**Passage for review**
◇ ◇ ◇

This is also why we loved it when Tyler Hansbrough jumped off the roof of the fraternity house. He was so unlike us, so completely outstanding that it was hard to relate to his level of obsessive commitment to greatness. But we knew that frat house and somewhere in our memory was the recollection that we were once young and foolish and invincible. Tyler, for that very brief moment, could have been us.

It is unlikely that any of us will ever be as good at anything as Erin Matson is at field hockey. But we can appreciate the Chapel Hill leaves in the fall the same way she can. We know the steps of Carroll Hall the same way she does. And we’ve thought about Carolina in the exact same way she does now, as her time as a student – but not her time as a Tar Heel, which she is quick to note is lifelong – comes to an end.

Maybe we should have known all along. There is a photo from her official visit to Carolina, in March of 2017. She was long since committed, of course, and the visit was a complete formality and mostly a way for she and her brother, Sean, to experience a Carolina- Duke basketball game at the Smith Center. So they smiled for a photo overlooking the court, all potential and no different than any of the other hundreds or thousands of Carolina fans who took a picture in that building on that day.

◇ ◇ ◇

**Data excerpt**
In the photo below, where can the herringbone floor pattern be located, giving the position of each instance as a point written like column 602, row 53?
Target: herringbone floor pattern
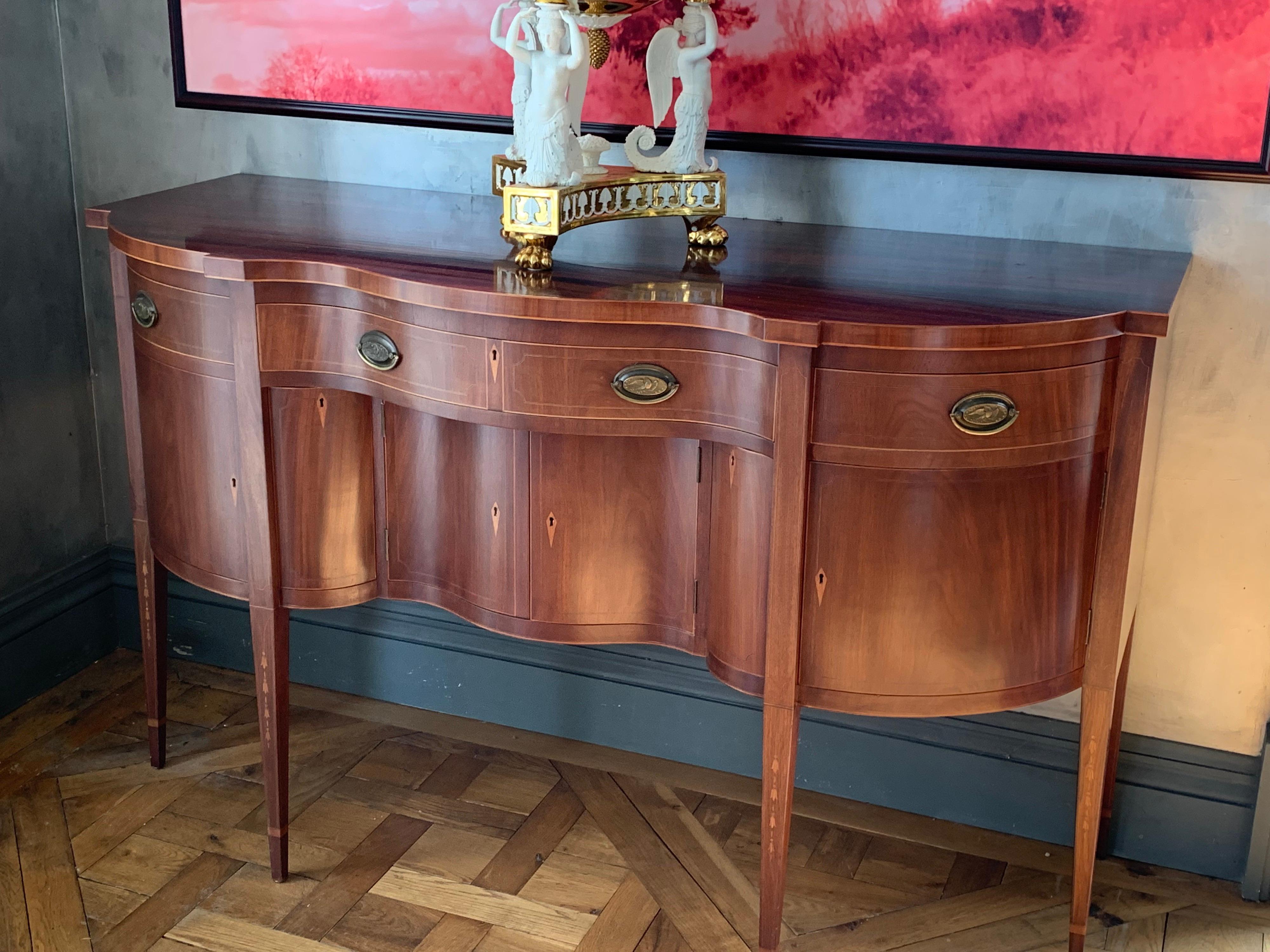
column 420, row 832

◇ ◇ ◇

**Parts of the exercise**
1) List every person named in the passage about Erin Matson.
2) Carry on the passage about Erin Matson from its final sentence, in the same voice.

**Expected outputs**
1)
Tyler Hansbrough
Erin Matson
Sean

2)
Except that the person in the photo became one of the greatest athletes in the history of the school. And that makes sense, because on the right-hand side of the picture, undetected by any member of the Matson family, sit Woody and Jean Durham, also watching the Tar Heels, completely unaware that the girl to the left of Woody – to the left of the kid who grew up idolizing Charlie “Choo Choo” Justice and marveling at Lennie Rosenbluth and then became all of our connection to everything Carolina for four decades – is about to rewrite what we consider to be the epitome of being a Tar Heel. It is somehow comforting to see them in the same space, even without them knowing it. Carolina continues, whether we realize it or not.

_____

Even now, Brian Matson gets a little misty-eyed when he thinks back to that September evening in 2015 when his daughter went for a run on an unfamiliar campus and came back certain of her future. But there is something else, something he can picture any time he sees her wearing Carolina blue or watches her walk across campus or sees her smiling with the friends she has made in the last nine semesters.

It is almost over now. Everyone involved has relished this bonus fall, because it has been an opportunity to hold all of these moments a little more closely.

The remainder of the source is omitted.